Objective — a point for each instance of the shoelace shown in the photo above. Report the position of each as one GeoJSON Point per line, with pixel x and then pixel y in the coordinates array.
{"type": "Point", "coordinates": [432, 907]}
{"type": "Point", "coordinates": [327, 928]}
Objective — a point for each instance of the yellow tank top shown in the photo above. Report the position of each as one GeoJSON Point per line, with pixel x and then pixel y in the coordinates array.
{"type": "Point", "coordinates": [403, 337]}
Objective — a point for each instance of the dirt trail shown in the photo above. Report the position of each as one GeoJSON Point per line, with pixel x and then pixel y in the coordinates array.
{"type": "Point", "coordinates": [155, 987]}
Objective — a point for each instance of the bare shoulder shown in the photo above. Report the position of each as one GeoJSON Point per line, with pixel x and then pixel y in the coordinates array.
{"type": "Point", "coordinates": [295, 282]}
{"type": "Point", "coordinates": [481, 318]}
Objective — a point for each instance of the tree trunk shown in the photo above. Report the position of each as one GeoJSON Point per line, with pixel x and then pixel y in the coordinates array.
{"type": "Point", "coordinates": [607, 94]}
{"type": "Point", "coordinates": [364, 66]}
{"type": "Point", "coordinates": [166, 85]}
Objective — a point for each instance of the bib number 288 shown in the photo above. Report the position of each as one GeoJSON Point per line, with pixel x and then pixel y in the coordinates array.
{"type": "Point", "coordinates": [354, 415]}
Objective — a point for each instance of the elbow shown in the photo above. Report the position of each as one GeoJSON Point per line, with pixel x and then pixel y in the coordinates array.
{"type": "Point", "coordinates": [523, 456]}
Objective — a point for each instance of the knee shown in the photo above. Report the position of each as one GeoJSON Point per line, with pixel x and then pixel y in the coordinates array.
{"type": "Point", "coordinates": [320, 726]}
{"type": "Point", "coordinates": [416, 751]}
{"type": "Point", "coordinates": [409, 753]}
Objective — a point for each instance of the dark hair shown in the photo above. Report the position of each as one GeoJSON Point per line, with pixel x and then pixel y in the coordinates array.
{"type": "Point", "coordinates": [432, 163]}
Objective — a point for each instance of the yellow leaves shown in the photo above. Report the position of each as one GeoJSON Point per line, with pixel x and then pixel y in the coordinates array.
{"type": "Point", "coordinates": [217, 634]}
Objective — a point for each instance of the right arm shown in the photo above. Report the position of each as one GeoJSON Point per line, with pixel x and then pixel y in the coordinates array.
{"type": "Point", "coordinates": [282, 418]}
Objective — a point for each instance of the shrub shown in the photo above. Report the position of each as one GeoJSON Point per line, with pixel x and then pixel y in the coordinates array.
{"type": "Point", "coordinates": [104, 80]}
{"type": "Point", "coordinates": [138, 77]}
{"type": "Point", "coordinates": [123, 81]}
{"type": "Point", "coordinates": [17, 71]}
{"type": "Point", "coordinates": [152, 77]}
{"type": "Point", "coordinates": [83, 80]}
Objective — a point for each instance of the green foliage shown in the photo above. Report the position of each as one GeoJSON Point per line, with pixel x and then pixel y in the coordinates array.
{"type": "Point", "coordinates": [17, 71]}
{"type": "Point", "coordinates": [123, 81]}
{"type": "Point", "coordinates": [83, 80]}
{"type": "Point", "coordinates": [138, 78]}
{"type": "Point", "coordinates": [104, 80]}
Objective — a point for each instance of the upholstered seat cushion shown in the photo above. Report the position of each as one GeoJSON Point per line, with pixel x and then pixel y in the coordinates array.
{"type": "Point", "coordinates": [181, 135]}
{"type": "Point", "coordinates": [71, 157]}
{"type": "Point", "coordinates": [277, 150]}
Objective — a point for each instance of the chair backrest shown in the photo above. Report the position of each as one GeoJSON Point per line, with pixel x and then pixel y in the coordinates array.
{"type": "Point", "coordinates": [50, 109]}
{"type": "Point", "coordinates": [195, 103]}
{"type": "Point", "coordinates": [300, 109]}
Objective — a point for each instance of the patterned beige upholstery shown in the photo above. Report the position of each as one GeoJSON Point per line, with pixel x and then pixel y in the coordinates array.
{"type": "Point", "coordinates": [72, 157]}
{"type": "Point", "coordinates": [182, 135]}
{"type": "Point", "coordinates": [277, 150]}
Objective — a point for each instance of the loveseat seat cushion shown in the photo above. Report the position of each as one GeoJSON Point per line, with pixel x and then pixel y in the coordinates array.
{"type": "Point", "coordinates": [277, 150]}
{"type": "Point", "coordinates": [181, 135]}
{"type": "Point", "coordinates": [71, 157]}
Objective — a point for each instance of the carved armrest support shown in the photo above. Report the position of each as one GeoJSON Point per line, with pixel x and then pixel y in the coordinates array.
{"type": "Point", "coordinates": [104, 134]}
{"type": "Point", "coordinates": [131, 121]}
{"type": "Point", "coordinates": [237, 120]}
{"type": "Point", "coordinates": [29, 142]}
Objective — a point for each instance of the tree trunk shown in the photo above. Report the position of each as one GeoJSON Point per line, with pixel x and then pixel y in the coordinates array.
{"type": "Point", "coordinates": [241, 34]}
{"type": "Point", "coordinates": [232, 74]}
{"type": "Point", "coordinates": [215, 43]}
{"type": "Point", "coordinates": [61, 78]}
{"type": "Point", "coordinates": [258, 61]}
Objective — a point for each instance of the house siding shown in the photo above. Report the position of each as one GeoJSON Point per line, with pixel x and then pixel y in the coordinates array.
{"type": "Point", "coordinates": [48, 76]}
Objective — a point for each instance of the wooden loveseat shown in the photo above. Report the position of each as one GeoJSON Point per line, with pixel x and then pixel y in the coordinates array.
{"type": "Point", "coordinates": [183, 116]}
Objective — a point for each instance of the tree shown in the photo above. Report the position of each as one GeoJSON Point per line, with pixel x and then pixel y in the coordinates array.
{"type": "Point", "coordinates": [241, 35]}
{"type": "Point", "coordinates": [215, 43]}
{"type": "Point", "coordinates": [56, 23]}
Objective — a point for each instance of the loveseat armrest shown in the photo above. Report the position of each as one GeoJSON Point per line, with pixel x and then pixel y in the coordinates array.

______

*Exercise instructions*
Quote, without alteration, the final stretch of the entries: the line with "Objective — a point for each instance of the wooden" onward to the last line.

*Result below*
Objective — a point for each instance of the wooden loveseat shown in the photo above. Report the position of each as one GeoJSON Point per line, with pixel x and then pixel y in the coordinates array.
{"type": "Point", "coordinates": [183, 116]}
Objective — a point for each instance of the tree shown in the photo above. Report the position of each as one GeoJSON Point per line, with pixel x and then pixel y in the coordinates array.
{"type": "Point", "coordinates": [241, 35]}
{"type": "Point", "coordinates": [215, 43]}
{"type": "Point", "coordinates": [56, 23]}
Objective — a point for each instance of the loveseat armrest shown in the photo above. Report the position of each as one GeoJSON Point per line, with pixel x and then pixel y in the coordinates array.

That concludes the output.